(Dataset items)
━━━━━━━━━━━━━━━━
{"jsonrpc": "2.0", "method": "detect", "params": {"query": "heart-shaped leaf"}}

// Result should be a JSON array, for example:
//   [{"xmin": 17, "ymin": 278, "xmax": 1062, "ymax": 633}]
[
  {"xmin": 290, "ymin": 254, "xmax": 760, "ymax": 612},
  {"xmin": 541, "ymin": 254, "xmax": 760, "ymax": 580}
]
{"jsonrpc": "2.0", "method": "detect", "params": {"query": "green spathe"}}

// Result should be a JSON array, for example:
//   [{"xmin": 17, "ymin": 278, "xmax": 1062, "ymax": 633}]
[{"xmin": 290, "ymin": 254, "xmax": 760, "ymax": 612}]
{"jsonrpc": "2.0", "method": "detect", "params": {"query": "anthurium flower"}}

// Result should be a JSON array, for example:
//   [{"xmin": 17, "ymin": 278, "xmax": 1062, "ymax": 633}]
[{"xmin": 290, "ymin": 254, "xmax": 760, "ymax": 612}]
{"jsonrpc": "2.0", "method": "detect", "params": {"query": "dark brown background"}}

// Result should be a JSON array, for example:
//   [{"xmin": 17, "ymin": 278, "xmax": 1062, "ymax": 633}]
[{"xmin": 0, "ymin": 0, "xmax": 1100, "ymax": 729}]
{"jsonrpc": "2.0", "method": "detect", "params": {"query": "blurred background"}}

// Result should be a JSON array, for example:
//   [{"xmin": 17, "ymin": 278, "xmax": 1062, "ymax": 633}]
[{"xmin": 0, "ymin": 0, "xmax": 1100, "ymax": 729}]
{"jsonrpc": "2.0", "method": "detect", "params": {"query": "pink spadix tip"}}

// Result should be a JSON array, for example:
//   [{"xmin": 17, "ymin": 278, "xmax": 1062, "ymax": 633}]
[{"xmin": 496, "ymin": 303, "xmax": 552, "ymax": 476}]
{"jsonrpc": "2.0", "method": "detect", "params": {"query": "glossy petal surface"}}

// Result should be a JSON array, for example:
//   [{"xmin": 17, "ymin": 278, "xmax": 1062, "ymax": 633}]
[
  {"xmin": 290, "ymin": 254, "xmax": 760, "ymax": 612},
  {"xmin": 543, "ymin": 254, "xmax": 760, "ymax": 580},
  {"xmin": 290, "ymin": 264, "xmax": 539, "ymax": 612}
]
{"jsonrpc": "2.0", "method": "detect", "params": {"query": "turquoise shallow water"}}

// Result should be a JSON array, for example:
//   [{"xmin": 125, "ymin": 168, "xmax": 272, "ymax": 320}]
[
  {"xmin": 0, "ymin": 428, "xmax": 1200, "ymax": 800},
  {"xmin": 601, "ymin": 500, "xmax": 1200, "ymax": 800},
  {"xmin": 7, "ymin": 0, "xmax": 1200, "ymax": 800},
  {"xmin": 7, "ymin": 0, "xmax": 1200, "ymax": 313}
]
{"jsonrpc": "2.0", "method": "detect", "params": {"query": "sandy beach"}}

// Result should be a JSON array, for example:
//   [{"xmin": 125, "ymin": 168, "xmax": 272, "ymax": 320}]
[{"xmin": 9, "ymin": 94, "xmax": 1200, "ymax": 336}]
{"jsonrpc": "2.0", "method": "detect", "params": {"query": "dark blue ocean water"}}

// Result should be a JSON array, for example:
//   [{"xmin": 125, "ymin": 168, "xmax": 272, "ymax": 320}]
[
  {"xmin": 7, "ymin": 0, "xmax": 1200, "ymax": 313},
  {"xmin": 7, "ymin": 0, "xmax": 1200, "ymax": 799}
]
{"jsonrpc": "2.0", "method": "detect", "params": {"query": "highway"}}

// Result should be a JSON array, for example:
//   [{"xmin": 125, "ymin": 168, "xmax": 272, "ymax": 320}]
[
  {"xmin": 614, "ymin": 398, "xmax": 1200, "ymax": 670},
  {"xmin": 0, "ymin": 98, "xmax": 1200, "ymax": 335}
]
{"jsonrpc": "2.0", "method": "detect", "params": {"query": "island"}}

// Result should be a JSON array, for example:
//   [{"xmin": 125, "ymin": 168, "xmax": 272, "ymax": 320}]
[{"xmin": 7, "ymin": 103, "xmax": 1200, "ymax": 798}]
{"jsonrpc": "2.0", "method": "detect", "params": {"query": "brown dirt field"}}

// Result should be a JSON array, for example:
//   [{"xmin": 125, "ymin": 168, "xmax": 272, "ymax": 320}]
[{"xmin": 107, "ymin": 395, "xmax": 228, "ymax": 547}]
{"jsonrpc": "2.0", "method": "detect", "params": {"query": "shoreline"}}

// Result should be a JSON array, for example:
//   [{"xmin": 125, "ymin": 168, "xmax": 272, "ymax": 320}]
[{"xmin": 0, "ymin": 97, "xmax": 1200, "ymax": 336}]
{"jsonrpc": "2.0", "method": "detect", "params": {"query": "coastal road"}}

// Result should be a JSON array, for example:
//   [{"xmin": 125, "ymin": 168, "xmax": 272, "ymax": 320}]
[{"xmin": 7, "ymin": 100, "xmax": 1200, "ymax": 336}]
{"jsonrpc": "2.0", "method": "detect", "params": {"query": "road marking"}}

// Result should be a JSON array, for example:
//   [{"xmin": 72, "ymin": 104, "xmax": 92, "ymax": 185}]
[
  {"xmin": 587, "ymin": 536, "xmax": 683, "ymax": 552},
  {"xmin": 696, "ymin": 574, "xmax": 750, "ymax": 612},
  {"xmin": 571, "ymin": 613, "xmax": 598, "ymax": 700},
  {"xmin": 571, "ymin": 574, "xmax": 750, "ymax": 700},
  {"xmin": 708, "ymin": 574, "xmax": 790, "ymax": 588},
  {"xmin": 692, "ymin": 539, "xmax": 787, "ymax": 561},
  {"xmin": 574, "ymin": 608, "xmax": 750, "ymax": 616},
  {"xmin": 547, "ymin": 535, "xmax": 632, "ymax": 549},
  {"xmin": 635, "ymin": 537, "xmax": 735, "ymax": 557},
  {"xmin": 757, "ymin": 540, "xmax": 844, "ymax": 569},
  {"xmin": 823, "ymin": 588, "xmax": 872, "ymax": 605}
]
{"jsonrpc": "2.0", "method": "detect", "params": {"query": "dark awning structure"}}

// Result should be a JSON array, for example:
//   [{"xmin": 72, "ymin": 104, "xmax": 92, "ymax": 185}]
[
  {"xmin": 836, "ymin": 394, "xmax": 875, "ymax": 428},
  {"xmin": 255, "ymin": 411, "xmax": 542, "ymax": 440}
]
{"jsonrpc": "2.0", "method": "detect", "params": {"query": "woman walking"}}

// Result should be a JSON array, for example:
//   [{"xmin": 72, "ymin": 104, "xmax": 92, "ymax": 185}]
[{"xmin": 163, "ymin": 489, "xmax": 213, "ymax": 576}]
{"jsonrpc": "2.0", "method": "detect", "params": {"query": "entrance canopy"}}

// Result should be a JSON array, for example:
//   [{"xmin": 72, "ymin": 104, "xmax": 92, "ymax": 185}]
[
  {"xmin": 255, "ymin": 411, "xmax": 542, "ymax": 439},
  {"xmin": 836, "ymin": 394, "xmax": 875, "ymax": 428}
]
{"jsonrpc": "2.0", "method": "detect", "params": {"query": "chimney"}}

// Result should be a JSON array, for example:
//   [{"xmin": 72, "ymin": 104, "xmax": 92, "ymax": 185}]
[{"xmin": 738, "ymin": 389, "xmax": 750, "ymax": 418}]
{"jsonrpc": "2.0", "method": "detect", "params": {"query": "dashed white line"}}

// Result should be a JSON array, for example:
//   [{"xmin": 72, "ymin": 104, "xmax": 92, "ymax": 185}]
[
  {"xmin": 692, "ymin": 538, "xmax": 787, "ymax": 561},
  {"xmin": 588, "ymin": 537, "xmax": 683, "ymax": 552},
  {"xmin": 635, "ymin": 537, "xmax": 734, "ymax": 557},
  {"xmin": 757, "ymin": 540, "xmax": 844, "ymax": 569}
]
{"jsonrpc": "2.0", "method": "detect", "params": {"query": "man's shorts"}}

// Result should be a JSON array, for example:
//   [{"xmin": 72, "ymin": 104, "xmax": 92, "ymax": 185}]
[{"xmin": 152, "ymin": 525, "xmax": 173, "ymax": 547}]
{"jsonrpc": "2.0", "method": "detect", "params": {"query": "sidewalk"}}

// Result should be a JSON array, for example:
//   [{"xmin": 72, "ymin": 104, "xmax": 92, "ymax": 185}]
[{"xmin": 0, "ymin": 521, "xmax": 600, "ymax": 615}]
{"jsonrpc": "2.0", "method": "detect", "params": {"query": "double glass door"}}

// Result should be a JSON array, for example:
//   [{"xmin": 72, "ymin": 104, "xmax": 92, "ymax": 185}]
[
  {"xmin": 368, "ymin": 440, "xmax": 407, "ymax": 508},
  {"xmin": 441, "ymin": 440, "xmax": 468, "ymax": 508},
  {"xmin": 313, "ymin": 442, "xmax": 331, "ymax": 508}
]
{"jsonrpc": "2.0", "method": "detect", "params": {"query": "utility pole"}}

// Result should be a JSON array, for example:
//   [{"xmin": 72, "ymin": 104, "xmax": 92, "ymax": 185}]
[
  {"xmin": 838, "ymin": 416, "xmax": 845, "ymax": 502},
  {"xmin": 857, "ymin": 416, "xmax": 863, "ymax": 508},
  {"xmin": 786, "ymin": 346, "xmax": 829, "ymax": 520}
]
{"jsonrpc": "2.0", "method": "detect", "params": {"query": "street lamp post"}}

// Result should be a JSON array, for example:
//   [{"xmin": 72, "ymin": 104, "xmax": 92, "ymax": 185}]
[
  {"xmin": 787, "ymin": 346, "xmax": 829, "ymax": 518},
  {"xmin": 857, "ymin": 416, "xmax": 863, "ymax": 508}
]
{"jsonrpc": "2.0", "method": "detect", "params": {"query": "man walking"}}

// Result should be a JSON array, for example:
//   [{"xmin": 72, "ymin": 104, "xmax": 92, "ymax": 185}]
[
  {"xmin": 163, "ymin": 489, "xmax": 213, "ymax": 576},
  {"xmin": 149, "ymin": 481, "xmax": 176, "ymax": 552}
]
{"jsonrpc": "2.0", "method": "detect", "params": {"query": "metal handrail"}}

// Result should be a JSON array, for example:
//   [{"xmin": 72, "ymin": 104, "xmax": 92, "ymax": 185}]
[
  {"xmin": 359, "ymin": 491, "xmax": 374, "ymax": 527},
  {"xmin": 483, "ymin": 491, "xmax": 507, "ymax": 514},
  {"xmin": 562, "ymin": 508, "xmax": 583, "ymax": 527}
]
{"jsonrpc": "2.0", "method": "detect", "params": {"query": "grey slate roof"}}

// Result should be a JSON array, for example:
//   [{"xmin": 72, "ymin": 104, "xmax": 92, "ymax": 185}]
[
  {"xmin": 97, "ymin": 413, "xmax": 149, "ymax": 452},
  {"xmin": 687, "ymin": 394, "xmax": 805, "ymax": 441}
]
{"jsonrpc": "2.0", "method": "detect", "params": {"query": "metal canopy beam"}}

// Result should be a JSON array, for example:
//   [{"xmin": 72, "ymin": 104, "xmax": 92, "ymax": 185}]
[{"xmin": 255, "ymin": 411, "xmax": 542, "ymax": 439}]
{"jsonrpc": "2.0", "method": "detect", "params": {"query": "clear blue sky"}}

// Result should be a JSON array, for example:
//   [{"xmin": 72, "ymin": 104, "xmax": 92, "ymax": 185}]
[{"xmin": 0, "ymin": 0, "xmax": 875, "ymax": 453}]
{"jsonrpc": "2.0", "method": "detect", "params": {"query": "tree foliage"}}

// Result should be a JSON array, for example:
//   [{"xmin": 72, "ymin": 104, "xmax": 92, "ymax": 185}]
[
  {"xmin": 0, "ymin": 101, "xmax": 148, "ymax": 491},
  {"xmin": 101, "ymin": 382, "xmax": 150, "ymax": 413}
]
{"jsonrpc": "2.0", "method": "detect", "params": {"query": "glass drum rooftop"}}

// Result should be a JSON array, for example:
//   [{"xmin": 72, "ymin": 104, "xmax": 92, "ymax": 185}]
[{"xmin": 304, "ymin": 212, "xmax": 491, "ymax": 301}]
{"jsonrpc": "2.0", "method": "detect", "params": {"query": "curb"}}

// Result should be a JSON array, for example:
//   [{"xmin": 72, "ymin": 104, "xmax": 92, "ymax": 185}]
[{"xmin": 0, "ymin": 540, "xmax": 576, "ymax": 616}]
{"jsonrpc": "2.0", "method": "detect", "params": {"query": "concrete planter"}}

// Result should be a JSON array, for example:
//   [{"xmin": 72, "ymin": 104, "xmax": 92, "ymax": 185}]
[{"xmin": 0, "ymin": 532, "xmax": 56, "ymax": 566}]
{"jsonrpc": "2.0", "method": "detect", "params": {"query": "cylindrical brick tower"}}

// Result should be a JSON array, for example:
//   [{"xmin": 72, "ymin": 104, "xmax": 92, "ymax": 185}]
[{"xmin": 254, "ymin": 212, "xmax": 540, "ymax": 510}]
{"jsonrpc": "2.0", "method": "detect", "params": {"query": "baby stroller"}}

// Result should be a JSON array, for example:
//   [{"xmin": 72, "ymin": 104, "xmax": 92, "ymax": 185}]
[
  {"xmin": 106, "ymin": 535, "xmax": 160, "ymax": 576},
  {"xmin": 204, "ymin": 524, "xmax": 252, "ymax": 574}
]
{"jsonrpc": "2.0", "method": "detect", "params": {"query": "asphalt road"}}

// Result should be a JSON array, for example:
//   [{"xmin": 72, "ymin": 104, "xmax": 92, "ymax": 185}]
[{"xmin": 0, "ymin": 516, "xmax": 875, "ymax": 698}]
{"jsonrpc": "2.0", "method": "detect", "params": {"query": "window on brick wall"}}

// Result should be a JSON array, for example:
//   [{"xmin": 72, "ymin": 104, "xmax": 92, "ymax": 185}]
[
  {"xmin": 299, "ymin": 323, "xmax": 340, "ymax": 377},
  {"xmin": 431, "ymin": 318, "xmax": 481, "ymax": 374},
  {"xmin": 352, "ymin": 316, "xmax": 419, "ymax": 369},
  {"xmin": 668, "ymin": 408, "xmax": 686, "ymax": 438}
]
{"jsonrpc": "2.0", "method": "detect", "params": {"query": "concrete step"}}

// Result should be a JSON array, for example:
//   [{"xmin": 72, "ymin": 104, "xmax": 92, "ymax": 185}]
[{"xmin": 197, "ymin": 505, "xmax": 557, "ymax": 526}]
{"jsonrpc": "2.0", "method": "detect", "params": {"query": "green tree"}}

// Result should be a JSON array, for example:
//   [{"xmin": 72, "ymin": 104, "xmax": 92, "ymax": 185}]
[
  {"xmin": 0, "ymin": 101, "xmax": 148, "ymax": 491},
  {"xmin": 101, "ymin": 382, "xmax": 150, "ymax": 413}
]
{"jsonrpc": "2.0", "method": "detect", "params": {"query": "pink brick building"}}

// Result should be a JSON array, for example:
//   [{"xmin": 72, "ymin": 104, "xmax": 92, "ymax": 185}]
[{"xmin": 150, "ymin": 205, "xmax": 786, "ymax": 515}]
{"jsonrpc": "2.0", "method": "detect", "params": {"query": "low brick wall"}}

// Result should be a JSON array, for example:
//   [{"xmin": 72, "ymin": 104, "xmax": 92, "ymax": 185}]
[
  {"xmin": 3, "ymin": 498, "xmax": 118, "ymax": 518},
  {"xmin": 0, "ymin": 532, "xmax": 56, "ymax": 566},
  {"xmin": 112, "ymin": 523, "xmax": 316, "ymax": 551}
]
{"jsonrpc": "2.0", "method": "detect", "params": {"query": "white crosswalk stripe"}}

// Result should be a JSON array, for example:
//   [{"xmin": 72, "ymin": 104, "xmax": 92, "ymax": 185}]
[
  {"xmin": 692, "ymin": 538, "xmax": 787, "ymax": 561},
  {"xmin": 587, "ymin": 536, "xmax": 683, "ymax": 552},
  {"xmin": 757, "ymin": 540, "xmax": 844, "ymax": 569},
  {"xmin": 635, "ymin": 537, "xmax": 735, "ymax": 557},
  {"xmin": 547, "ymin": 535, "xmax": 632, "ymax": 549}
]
━━━━━━━━━━━━━━━━
● **SHORT TASK**: From the listing above, pull out each line that contains the word "brick". Case counts.

● **TASK SOLUTION**:
{"jsonrpc": "2.0", "method": "detect", "params": {"query": "cylindrical brick tower"}}
{"jsonrpc": "2.0", "method": "detect", "params": {"query": "window on brick wall"}}
{"jsonrpc": "2.0", "method": "detect", "params": {"query": "pink brick building"}}
{"jsonrpc": "2.0", "method": "detect", "params": {"query": "low brick wall"}}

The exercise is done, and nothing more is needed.